The request:
From the line that includes "Keypoint placement: for each instance of the dark" to the last line of the records, inclusive, repeat each line exactly.
※ ※ ※
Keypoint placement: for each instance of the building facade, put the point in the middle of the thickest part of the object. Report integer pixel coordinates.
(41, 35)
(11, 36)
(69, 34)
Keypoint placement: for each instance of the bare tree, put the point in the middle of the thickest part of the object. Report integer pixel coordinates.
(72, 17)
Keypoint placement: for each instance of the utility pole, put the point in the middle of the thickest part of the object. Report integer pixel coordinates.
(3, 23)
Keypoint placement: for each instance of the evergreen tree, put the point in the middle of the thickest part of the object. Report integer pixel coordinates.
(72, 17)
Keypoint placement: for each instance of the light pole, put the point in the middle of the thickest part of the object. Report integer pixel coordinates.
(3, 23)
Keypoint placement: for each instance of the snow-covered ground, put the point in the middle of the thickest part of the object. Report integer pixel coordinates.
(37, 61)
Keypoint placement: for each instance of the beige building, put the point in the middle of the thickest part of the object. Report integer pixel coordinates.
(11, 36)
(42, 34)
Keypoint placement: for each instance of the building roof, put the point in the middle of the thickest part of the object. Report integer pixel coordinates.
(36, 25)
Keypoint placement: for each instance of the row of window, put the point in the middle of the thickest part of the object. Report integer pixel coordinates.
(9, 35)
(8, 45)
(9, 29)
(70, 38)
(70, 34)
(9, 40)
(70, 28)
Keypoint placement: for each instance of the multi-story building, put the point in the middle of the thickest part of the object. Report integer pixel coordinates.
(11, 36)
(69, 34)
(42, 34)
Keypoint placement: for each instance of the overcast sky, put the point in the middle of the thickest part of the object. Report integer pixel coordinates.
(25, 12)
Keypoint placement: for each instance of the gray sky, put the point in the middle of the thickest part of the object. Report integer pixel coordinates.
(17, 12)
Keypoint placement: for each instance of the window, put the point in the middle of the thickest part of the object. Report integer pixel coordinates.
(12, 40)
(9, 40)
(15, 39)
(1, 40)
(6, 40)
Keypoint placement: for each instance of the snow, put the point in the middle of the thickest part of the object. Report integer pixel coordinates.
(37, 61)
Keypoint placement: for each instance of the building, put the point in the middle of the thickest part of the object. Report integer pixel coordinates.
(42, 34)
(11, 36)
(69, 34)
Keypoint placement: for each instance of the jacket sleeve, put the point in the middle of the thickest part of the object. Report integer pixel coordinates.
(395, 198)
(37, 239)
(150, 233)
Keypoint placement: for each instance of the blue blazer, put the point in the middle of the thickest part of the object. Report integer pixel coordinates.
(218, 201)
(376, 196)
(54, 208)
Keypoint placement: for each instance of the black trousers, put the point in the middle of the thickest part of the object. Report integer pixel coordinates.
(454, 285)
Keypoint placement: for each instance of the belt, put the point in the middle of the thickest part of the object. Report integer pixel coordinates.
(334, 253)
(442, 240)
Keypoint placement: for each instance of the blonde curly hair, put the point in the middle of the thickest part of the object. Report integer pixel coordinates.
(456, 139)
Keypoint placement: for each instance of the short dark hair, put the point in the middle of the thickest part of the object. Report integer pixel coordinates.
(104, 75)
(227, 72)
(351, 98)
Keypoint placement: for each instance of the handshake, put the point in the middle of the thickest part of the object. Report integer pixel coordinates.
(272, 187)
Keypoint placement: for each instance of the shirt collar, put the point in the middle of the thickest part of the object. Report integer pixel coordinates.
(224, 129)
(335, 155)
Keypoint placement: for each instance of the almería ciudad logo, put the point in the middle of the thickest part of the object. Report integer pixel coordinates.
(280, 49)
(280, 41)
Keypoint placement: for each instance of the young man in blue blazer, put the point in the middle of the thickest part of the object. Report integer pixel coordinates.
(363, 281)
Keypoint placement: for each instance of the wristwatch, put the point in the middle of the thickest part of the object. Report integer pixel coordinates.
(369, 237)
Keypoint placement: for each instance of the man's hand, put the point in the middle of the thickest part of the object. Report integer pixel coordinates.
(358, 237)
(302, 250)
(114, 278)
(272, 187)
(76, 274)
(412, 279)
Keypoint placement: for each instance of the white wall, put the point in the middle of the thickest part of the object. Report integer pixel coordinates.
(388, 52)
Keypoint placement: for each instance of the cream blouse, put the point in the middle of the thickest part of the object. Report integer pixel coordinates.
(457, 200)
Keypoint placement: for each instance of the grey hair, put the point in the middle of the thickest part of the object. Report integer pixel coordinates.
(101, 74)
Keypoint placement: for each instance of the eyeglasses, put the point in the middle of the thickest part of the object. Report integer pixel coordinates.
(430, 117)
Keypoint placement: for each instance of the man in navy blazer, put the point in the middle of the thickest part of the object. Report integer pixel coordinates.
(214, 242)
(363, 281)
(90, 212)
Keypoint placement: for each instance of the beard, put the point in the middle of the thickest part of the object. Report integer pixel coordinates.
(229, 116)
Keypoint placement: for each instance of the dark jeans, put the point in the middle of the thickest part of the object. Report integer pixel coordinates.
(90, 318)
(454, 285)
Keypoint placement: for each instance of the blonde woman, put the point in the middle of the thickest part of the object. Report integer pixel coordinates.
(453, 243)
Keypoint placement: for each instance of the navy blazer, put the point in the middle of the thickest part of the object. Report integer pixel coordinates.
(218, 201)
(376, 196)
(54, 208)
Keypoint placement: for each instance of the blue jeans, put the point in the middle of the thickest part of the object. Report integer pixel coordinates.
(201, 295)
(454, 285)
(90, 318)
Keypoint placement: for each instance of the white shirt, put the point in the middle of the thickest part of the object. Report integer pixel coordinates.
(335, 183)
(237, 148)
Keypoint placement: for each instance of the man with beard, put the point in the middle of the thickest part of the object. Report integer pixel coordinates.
※ ※ ※
Solution to this exercise:
Keypoint placement: for each instance of the dark jeans, put the point in the middle of the thickest part of the object. Report integer pixel coordinates.
(90, 318)
(454, 285)
Keypoint placement: for each instance of the blonde woman, put the point in the middle of the thickest part of the object. Report integer pixel coordinates.
(453, 243)
Keypoint placement: for each instance of the navy blazer, put the point in the middle of the thickest part of the object. Report integer pixel coordinates.
(218, 201)
(376, 196)
(54, 208)
Keypoint placement: for each instance of the blue jeans, put the point in the middle of the thickest part of the object. Report integer pixel coordinates.
(201, 295)
(454, 285)
(90, 318)
Keypoint placement: for each instance of the white shirt, put the point in the middle of the thickest part of the object. Report integer pixel coordinates.
(335, 183)
(237, 148)
Keypoint placement: for each instance of the man with beard, put the point in the middle of the thickest part of the object. Report integer pixel coordinates.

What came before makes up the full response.